──────── Исходный отрывок ────────
В Петровском Заводе мы простояли несколько дней, ожидая, пока будут поданы составы, чтобы погрузить пехоту и штабы, которым был обещан переезд отсюда в Читу по железной дороге. Люди отдыхали, мылись в бане, приходили в себя от всего пережитого ужаса междоусобной войны.

Но не оставляло напряженное состояние, как не прекращались и слухи о новых опасностях. Наша разведка к этому времени была налажена уже хорошо и давала очень полные сведения. Было установлено, между прочим, совершенно точно, что чехи, которые все еще проходили эшелонами на восток, снабжали красные шайки оружием и патронами. В их поездах скрывались большевицкие комиссары, и оттуда шло фактическое руководство военными действиями против замученной усталой Русской армии.

На третий день нашего пребывания в Петровском Заводе на базаре несколько чешских солдат и офицеров продавали русские казенные вещи. А как раз перед тем мной был отдан приказ, запрещающий делать это нашим солдатам под страхом предания суду. Наш патруль, высланный от егерей на базар, отобрал у чехов казенные вещи. Те начали ругаться и грозить; тогда егеря выгнали чехов с базара плетьми.

Через несколько часов разведка доставила сведения, что в эту ночь чехи собираются выступить против нас с целью обезоружить отряды белых, стоявшие в Петровском Заводе.

Были приняты меры, чтобы обезопасить себя. Выставили сторожевое охранение, сильные заставы, на станцию железной дороги отправили патрули. Старшему чешскому начальнику от моего штаба было послано требование, чтобы впредь ни один чех не смел приходить в поселок, – во избежание недоразумений. В каждой части было приказано иметь всю ночь дежурные роты и сотни, в полной боевой готовности.

Когда ночью я поверял части, то нашел, что все люди, поголовно, не спали. Все ждали, сжимая винтовки в руках, выступления чехословаков. Настроение наших было самое бодрое, приподнятое и даже радостное.
──────── Выдержка из данных ────────
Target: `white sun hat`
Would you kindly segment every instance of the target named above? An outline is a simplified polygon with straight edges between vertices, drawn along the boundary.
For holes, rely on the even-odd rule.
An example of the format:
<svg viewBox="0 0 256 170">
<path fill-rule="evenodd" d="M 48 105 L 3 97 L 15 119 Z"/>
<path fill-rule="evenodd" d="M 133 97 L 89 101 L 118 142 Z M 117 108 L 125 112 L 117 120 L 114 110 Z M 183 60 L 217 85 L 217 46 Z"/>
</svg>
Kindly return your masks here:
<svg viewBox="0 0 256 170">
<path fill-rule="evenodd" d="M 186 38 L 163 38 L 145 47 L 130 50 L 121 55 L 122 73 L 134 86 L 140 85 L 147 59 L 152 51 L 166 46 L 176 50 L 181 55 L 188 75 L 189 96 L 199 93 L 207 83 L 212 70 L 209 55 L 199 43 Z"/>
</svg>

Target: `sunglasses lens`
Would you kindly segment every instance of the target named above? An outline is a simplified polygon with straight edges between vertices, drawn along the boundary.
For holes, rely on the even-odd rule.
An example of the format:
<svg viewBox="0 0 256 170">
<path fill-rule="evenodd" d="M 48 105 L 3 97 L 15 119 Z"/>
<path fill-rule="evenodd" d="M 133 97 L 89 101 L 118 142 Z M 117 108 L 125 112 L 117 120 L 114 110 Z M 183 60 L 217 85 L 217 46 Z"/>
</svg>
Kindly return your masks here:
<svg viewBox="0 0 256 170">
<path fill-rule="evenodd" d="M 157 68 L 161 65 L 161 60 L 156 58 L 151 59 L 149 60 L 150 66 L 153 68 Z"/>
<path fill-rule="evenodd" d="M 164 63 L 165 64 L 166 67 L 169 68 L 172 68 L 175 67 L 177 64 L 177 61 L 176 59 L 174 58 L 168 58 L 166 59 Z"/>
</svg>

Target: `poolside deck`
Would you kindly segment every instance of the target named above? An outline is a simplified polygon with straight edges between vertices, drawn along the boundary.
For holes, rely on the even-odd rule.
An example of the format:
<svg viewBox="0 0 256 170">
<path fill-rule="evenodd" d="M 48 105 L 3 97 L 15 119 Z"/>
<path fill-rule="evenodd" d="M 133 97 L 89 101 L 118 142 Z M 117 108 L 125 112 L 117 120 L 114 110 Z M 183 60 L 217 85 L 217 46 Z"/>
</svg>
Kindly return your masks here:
────────
Упражнение - Приведите отрывок о стоянке в Петровском Заводе, начиная с места со словами "Но не оставляло" и заканчивая после слов "с базара плетьми.". По всему фрагменту переименуйте "разведка" в "агентура". Записи представляют собой отдельный материал.

Ответ -
Но не оставляло напряженное состояние, как не прекращались и слухи о новых опасностях. Наша агентура к этому времени была налажена уже хорошо и давала очень полные сведения. Было установлено, между прочим, совершенно точно, что чехи, которые все еще проходили эшелонами на восток, снабжали красные шайки оружием и патронами. В их поездах скрывались большевицкие комиссары, и оттуда шло фактическое руководство военными действиями против замученной усталой Русской армии.

На третий день нашего пребывания в Петровском Заводе на базаре несколько чешских солдат и офицеров продавали русские казенные вещи. А как раз перед тем мной был отдан приказ, запрещающий делать это нашим солдатам под страхом предания суду. Наш патруль, высланный от егерей на базар, отобрал у чехов казенные вещи. Те начали ругаться и грозить; тогда егеря выгнали чехов с базара плетьми.